_Work order:_ From the listing below, extract every line containing "blurred".

_Exercise data:_
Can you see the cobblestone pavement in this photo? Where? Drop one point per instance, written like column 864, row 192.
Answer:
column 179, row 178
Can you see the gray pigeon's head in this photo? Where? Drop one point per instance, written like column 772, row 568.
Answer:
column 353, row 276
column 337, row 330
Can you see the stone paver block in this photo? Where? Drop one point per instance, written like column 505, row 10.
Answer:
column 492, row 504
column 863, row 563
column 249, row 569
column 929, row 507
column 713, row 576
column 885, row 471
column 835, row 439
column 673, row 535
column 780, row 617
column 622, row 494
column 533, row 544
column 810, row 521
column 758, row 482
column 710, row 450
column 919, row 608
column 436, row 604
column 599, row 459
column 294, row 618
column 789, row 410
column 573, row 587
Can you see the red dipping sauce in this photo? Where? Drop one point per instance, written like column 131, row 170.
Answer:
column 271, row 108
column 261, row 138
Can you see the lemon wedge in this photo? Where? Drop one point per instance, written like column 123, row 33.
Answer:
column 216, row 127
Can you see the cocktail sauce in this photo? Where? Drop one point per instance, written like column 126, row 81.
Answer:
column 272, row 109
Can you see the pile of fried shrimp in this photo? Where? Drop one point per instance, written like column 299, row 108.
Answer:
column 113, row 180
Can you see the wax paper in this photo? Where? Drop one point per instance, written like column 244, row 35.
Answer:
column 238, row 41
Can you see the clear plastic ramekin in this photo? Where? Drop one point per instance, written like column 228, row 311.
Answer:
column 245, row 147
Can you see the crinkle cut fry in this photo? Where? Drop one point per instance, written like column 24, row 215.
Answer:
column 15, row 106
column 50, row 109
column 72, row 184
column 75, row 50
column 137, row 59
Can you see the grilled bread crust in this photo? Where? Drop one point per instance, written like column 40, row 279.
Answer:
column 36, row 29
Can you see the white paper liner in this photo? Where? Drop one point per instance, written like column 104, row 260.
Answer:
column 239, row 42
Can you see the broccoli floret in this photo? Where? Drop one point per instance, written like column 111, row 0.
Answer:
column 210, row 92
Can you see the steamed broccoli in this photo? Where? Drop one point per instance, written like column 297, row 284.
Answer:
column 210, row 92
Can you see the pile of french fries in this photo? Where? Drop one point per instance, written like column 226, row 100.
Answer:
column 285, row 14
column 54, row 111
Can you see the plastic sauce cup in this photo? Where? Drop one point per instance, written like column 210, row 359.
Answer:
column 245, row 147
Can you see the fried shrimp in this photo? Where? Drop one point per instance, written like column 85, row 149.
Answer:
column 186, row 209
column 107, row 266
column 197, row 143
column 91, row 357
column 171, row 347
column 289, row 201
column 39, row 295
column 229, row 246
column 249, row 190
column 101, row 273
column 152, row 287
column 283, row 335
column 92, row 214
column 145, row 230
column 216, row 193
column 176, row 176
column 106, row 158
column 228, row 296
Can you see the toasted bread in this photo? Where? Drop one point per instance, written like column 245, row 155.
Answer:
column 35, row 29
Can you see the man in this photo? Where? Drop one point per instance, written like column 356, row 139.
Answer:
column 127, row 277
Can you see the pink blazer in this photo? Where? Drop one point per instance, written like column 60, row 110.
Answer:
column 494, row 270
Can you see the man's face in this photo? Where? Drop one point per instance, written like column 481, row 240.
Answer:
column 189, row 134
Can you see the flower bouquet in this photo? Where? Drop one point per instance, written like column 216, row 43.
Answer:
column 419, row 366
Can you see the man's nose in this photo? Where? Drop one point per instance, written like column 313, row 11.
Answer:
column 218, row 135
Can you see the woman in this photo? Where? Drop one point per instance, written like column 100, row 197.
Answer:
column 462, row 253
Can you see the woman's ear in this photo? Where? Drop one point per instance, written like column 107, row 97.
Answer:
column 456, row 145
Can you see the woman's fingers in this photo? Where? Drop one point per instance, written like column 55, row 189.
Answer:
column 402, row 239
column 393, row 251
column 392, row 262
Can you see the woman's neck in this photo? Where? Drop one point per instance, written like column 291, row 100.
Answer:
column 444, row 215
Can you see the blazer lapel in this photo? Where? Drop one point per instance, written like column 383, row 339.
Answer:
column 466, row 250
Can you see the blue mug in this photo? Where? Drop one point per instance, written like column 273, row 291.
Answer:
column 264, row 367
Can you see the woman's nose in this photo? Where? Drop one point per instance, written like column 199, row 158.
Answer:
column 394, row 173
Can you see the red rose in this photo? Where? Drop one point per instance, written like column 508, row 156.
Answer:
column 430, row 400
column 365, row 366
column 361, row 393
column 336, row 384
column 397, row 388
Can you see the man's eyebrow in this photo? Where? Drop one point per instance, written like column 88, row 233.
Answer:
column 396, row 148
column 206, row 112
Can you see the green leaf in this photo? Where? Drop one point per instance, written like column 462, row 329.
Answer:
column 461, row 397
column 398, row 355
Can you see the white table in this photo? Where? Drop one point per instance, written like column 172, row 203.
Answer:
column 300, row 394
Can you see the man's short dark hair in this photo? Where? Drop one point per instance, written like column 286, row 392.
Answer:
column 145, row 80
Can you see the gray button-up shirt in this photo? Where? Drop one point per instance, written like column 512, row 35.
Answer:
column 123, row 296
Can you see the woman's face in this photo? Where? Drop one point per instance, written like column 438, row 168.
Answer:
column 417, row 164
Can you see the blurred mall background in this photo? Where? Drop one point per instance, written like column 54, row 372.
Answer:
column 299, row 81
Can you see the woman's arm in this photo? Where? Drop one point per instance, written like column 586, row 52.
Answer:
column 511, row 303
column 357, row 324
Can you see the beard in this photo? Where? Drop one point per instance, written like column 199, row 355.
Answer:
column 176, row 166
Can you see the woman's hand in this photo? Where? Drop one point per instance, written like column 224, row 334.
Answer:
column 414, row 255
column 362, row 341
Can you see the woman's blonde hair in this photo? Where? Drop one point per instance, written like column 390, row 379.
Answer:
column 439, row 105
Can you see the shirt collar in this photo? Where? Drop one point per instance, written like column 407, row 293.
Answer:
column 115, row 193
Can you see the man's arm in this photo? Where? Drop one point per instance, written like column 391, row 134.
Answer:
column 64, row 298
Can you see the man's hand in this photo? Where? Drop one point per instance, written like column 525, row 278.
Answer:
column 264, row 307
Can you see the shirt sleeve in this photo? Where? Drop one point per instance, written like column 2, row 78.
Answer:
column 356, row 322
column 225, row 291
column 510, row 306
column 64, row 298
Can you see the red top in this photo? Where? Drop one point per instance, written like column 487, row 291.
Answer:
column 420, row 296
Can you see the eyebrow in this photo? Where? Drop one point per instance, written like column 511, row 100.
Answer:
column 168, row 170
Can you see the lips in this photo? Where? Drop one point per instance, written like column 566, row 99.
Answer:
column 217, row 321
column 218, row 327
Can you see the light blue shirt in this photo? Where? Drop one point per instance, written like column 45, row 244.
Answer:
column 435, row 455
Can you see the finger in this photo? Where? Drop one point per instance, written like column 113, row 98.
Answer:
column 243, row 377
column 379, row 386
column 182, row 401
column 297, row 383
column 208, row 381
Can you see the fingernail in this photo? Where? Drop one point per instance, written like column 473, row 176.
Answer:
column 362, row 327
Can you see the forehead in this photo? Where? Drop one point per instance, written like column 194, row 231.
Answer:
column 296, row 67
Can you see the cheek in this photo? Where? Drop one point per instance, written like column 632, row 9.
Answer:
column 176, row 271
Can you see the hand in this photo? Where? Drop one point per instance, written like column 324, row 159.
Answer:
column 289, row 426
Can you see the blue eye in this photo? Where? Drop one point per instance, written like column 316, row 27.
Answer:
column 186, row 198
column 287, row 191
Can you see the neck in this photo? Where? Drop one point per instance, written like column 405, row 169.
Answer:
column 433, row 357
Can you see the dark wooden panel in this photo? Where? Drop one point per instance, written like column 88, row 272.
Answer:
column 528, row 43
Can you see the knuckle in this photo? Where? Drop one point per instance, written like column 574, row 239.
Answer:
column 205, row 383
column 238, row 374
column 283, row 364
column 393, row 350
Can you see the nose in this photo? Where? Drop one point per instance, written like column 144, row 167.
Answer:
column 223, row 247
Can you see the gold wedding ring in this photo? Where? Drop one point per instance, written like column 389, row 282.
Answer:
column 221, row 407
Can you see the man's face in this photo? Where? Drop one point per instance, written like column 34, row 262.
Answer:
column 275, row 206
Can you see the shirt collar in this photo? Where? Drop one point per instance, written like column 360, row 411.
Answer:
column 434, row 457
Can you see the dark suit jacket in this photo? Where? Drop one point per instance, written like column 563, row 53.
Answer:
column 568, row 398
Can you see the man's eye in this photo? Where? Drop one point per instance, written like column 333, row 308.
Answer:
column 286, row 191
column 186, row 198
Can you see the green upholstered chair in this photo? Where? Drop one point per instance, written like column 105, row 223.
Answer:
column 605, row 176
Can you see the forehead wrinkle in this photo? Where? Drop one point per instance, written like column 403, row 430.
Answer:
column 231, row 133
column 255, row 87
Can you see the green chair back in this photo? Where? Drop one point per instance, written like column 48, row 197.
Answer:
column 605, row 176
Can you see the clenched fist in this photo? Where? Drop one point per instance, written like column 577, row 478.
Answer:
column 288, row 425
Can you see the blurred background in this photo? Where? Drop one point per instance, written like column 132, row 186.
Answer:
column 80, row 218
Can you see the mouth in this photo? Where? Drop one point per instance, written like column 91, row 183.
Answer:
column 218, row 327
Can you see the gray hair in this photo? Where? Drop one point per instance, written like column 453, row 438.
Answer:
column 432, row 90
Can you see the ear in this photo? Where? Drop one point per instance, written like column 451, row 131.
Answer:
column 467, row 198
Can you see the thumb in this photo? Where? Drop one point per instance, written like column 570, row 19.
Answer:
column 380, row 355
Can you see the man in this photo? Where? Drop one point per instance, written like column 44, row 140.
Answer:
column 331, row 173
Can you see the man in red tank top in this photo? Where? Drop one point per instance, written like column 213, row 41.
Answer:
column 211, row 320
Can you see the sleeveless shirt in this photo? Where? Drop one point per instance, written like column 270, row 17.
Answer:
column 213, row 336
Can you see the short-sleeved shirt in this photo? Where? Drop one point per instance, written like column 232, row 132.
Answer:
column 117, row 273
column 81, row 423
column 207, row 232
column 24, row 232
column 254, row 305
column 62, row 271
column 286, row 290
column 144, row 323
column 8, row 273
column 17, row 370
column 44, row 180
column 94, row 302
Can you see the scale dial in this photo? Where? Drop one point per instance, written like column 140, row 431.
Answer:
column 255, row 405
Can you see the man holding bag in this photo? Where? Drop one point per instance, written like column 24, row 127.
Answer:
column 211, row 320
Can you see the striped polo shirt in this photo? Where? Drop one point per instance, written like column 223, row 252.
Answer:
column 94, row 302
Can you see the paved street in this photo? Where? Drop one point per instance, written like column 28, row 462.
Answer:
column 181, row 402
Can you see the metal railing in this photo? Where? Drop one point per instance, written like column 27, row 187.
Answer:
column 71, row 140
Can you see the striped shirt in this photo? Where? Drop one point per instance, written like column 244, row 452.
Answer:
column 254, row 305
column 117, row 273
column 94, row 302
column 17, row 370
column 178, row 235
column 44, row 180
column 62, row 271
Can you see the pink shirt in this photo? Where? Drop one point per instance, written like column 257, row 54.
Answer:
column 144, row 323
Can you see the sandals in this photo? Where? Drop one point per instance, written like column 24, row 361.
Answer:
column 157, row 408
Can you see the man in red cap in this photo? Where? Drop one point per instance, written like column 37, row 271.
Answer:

_Solved problem:_
Can you see the blurred mall background in this photo? Where? Drop one point per instance, written like column 54, row 372.
Can you see the blurred background in this photo? Where? Drop one point per instance, written like column 132, row 186.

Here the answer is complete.